-- Data provided follows --
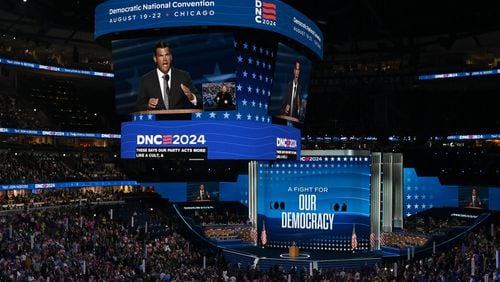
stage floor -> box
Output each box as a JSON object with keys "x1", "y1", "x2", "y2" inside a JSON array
[{"x1": 225, "y1": 245, "x2": 380, "y2": 261}]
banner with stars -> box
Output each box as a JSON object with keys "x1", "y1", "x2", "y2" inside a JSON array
[
  {"x1": 257, "y1": 158, "x2": 371, "y2": 251},
  {"x1": 403, "y1": 168, "x2": 458, "y2": 217}
]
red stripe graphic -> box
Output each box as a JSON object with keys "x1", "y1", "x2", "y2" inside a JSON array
[
  {"x1": 262, "y1": 2, "x2": 276, "y2": 9},
  {"x1": 163, "y1": 135, "x2": 172, "y2": 144},
  {"x1": 262, "y1": 8, "x2": 276, "y2": 15},
  {"x1": 263, "y1": 14, "x2": 276, "y2": 20}
]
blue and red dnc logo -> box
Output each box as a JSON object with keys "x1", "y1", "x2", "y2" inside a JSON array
[
  {"x1": 255, "y1": 0, "x2": 276, "y2": 27},
  {"x1": 276, "y1": 137, "x2": 297, "y2": 149}
]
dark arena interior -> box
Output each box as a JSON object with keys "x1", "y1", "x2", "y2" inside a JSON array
[{"x1": 0, "y1": 0, "x2": 499, "y2": 281}]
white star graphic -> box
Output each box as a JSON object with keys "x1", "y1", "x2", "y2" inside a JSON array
[
  {"x1": 139, "y1": 115, "x2": 144, "y2": 120},
  {"x1": 252, "y1": 44, "x2": 257, "y2": 51},
  {"x1": 247, "y1": 57, "x2": 253, "y2": 64},
  {"x1": 258, "y1": 102, "x2": 262, "y2": 108},
  {"x1": 264, "y1": 104, "x2": 268, "y2": 109},
  {"x1": 251, "y1": 100, "x2": 256, "y2": 107},
  {"x1": 259, "y1": 47, "x2": 263, "y2": 53},
  {"x1": 147, "y1": 114, "x2": 153, "y2": 120},
  {"x1": 422, "y1": 204, "x2": 426, "y2": 209},
  {"x1": 242, "y1": 99, "x2": 248, "y2": 106},
  {"x1": 255, "y1": 87, "x2": 260, "y2": 93},
  {"x1": 242, "y1": 70, "x2": 248, "y2": 77},
  {"x1": 261, "y1": 117, "x2": 265, "y2": 122},
  {"x1": 406, "y1": 213, "x2": 412, "y2": 217},
  {"x1": 223, "y1": 112, "x2": 230, "y2": 119},
  {"x1": 407, "y1": 204, "x2": 411, "y2": 209},
  {"x1": 414, "y1": 195, "x2": 419, "y2": 200},
  {"x1": 195, "y1": 112, "x2": 202, "y2": 118},
  {"x1": 234, "y1": 41, "x2": 237, "y2": 48},
  {"x1": 209, "y1": 112, "x2": 216, "y2": 118},
  {"x1": 256, "y1": 60, "x2": 260, "y2": 66},
  {"x1": 237, "y1": 84, "x2": 243, "y2": 91},
  {"x1": 236, "y1": 113, "x2": 242, "y2": 120},
  {"x1": 259, "y1": 74, "x2": 263, "y2": 80},
  {"x1": 265, "y1": 49, "x2": 269, "y2": 55},
  {"x1": 262, "y1": 62, "x2": 266, "y2": 69},
  {"x1": 267, "y1": 117, "x2": 270, "y2": 123},
  {"x1": 414, "y1": 204, "x2": 419, "y2": 209},
  {"x1": 255, "y1": 115, "x2": 259, "y2": 121},
  {"x1": 247, "y1": 85, "x2": 252, "y2": 92},
  {"x1": 243, "y1": 42, "x2": 248, "y2": 49},
  {"x1": 237, "y1": 56, "x2": 243, "y2": 63},
  {"x1": 407, "y1": 195, "x2": 411, "y2": 200},
  {"x1": 252, "y1": 72, "x2": 256, "y2": 79},
  {"x1": 265, "y1": 76, "x2": 268, "y2": 82},
  {"x1": 247, "y1": 114, "x2": 252, "y2": 120}
]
-- Data provided concluded --
* [Aim of the task]:
The expected answer is every line in the data above that carries the string "graphic".

* [Your solution]:
red stripe graphic -> box
white star graphic -> box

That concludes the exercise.